In Oregon, the ODA officially classified it as a class "B" noxious weed in 2004. Its strategic plan includes efforts to eradicate butterfly bush in the wild, but not from people's yards.
James Altland, nursery crops researcher at OSU's North Willamette Research and Extension Center in Aurora, and his student Julie Ream, are studying the relative invasiveness of cultivated species of butterfly bush in Oregon.
Butterfly bush is extremely invasive in natural areas. There are serious infestations on the North Fork of the Willamette River near Oakridge and along the Coquille River near the coast. It has spread to most of the counties in western Oregon and Washington. It has been a huge problem in England, where it is one of the top 20 weeds, having overtaken large tracts of disturbed land 50 years after it was introduced from China. It is a terrible problem in New Zealand as well, especially in areas prone to frequent flooding.
"We want to know if there are types of Buddleia that can be grown safely without escaping and threatening the natural environment," said Altland.
In reviewing the scientific literature about the invasiveness of butterfly bush in the United Kingdom, the OSU researchers found that seed there requires a long time to develop and release from the plant. British researchers have discovered that flower heads from a previous summer do not release seed until dry weather occurs the following spring, said Altland. Practically applied, this means that if nurseries and home gardeners prune all the spent blossoms off their butterfly bushes in the fall, it is a way of controlling the release of seed from the plant.
Altland and Ream are conducting trials on five cultivars of butterfly bush commonly produced in Oregon to see exactly when seeds are released in the Willamette Valley, as seed releases may be slightly different from England. They also conducted research on the soils, and habitat of butterfly bush-infested sites to determine and describe what factors favor these infestations in Oregon.
So far, they have found butterfly bush infestations in a wide variety of sites, from floodplains to mountain slopes, said Altland. They found the densest infestations in burned sites in reforestation areas and in frequently disturbed floodplains and riparian areas. They found few escaped seedlings from nurseries, as production nurseries often cut back plants at the end of the year to encourage branching.
Both OSU and ODA scientists are encouraging home gardeners to pay close attention to choosing butterfly bushes that are cultivated varieties, not the straight wild species Buddleia davidii. Only this species Buddleia davidii, not specially bred cultivars are subject to Oregon's noxious weed listing. It is most commonly seen growing wild along roadsides, in riparian areas and in forest openings.
======
## [DIRECTIONS]
1) According to the butterfly bush text, why does pruning spent blossoms off butterfly bushes in the fall help control seed release?
2) Recast the records below as a JSON list of strings, one string per line, with blank lines skipped and the pictures left out.
======
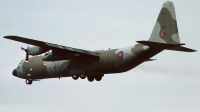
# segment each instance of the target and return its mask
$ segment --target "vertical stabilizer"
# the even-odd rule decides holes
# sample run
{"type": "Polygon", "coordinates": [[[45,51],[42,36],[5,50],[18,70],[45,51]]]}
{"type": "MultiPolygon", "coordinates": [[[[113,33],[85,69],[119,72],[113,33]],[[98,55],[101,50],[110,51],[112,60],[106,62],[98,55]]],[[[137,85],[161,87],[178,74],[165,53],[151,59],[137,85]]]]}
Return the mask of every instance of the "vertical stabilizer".
{"type": "Polygon", "coordinates": [[[167,1],[163,4],[149,41],[180,44],[176,14],[172,2],[167,1]]]}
======
## [TASK RESPONSES]
1) British researchers found that flower heads from the previous summer hold their seed until dry weather comes the following spring. Removing those spent blossoms in the fall takes away the seed before it can be released.

2)
[
  "# segment each instance of the target and return its mask",
  "$ segment --target \"vertical stabilizer\"",
  "# the even-odd rule decides holes",
  "# sample run",
  "{\"type\": \"Polygon\", \"coordinates\": [[[45,51],[42,36],[5,50],[18,70],[45,51]]]}",
  "{\"type\": \"MultiPolygon\", \"coordinates\": [[[[113,33],[85,69],[119,72],[113,33]],[[98,55],[101,50],[110,51],[112,60],[106,62],[98,55]]],[[[137,85],[161,87],[178,74],[165,53],[151,59],[137,85]]]]}",
  "Return the mask of every instance of the \"vertical stabilizer\".",
  "{\"type\": \"Polygon\", \"coordinates\": [[[167,1],[163,4],[149,41],[180,44],[176,14],[172,2],[167,1]]]}"
]